- Gegebene Anweisung a -
Zeige alle Zeilen der Datensätze unverändert, in denen das Wort „flower“ vorkommt.

In der deutschen IT-Branche herrscht Frauenmangel. Gerade einmal 20 Prozent der IT-Studierenden sind weiblich. Experten machen hierfür alte Rollenbilder und eine fehlende Frühförderung an Schulen verantwortlich, um Mädchen für die Digitalisierung zu begeistern. Dabei wird das weibliche Potenzial dringend benötigt.

Von Jan Rähm | 19.01.2019
    Kopf einer Frau mit digitalen Daten
    Frauen sind in der IT noch immer in der Minderheit (imago / Nanette Hoogslag)
    Es ist nicht so, als gäbe es in der Geschichte der Computerentwicklung keine weiblichen Vorbilder. Im Gegenteil.
    Da war zum Beispiel die amerikanische Informatikerin Grace Hopper, die nach dem Zweiten Weltkrieg an den ersten Computern tüftelte und später Programmiersprachen entwickelte – im Dienst der US-Marine.
    Auch Ada Lovelace, eine britische Mathematikerin des 19. Jahrhunderts, wird wegen ihrer Arbeit mit Algorithmen immer wieder als frühe Visionärin für die Informatik genannt – auch wenn Historiker sich über ihre tatsächliche Bedeutung uneinig sind.
    Programmieren als typischer Frauenberuf
    In der ersten Hälfte des 20. Jahrhunderts, also in der Frühzeit der Computerentwicklung, war Programmieren sogar ein typischer Frauenberuf. Vielleicht auch deshalb, weil man das damals für eine leichte Bürotätigkeit hielt.

- Datensätze zur Übung -
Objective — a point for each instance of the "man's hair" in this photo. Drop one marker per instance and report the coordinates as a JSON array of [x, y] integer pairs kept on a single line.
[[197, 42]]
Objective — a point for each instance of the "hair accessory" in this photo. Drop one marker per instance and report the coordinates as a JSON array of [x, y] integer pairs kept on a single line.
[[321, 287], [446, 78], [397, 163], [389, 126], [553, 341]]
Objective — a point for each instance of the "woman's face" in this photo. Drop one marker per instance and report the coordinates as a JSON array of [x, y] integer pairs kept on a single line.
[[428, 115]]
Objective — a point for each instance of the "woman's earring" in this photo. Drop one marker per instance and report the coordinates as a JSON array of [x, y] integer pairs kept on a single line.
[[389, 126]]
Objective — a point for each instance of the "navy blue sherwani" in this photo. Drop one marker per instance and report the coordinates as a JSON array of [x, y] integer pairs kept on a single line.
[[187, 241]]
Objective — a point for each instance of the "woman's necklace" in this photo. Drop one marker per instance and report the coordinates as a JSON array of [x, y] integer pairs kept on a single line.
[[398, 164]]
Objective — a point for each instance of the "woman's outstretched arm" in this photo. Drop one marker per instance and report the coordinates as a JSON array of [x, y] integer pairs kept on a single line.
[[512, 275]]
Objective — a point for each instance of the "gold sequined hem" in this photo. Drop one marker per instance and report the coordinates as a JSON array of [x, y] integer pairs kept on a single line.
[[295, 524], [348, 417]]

--

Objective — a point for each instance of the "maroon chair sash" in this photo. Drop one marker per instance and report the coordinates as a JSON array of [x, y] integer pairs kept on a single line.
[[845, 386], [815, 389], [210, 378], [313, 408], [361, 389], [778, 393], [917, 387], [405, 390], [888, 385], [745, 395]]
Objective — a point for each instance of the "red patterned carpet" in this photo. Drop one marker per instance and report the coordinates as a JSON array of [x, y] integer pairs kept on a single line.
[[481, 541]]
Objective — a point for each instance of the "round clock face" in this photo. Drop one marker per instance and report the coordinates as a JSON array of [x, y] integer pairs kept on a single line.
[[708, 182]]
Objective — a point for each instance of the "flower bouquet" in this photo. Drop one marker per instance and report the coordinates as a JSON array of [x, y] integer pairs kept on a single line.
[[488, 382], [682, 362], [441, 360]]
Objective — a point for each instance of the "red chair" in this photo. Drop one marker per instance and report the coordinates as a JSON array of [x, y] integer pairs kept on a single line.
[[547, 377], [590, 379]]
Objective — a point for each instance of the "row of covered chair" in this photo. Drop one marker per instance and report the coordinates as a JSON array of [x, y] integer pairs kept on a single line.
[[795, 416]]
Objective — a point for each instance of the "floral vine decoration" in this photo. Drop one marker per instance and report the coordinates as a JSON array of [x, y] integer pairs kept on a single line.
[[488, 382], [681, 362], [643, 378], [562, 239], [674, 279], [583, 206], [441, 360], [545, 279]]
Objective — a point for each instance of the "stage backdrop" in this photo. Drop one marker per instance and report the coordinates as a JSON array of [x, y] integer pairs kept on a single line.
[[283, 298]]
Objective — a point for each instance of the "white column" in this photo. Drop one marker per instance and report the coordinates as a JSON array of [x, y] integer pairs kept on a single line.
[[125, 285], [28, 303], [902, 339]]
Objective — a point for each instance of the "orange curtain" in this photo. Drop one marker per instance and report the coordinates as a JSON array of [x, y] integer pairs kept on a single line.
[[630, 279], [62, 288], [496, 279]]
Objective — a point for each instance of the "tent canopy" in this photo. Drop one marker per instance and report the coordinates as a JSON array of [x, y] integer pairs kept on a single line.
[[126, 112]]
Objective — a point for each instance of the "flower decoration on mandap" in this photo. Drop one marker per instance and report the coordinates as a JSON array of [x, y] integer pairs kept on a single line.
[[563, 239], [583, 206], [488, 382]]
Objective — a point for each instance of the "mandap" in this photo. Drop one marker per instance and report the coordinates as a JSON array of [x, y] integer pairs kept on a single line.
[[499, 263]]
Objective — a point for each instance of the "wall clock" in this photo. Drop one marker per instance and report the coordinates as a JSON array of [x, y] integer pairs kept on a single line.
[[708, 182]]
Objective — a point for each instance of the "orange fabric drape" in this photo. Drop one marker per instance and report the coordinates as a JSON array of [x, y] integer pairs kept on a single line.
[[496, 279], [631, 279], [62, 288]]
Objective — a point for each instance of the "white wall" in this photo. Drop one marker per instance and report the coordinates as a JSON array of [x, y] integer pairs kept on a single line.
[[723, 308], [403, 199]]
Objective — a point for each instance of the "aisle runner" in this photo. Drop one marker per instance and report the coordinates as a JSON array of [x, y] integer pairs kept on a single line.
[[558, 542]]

==

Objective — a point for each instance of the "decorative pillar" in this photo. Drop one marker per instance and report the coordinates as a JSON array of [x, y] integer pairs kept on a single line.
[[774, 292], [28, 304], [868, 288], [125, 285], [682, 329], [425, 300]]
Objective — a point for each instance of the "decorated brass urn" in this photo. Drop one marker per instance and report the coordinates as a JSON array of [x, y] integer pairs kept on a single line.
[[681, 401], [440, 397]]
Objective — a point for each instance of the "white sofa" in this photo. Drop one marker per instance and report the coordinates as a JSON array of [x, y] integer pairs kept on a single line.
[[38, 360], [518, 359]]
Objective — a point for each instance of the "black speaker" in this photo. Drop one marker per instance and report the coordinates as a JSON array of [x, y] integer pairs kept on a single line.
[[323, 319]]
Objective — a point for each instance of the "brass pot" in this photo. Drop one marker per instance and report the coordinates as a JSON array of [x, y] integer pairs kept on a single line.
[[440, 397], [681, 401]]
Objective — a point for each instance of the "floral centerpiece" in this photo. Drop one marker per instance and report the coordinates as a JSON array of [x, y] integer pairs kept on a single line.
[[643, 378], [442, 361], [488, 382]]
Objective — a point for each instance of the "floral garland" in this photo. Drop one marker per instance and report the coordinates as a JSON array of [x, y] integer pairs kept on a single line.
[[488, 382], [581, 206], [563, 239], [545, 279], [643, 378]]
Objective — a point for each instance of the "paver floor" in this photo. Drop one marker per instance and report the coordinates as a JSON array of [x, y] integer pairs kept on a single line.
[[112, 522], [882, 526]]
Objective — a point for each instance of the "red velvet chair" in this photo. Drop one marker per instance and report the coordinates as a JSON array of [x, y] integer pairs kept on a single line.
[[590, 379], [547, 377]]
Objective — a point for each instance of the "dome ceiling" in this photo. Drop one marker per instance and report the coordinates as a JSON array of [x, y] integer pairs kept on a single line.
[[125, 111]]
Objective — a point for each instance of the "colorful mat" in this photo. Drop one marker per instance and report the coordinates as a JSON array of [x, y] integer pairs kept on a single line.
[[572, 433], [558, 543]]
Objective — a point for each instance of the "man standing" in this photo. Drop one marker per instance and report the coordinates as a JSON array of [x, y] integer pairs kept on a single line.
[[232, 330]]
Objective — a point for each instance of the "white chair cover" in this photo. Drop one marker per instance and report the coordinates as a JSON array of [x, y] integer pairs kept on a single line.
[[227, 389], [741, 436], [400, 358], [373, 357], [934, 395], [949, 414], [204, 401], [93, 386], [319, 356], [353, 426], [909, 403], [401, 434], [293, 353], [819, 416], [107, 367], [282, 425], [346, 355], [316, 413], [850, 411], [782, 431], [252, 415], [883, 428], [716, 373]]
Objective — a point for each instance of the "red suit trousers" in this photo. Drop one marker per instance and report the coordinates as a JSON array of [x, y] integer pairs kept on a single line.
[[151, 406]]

- Gegebene Anweisung b -
Wiederhole wortgetreu den Abschnitt des Textes über Frauen in der IT-Branche zwischen „Von Jan Rähm“ und „Vorbilder. Im Gegenteil.“, beide eingeschlossen.

- Vollständige Ausgabe a -
Objective — a point for each instance of the "flower bouquet" in this photo. Drop one marker per instance and report the coordinates as a JSON array of [x, y] integer pairs kept on a single line.
Objective — a point for each instance of the "flower decoration on mandap" in this photo. Drop one marker per instance and report the coordinates as a JSON array of [x, y] integer pairs kept on a single line.

- Vollständige Ausgabe b -
Von Jan Rähm | 19.01.2019
    Kopf einer Frau mit digitalen Daten
    Frauen sind in der IT noch immer in der Minderheit (imago / Nanette Hoogslag)
    Es ist nicht so, als gäbe es in der Geschichte der Computerentwicklung keine weiblichen Vorbilder. Im Gegenteil.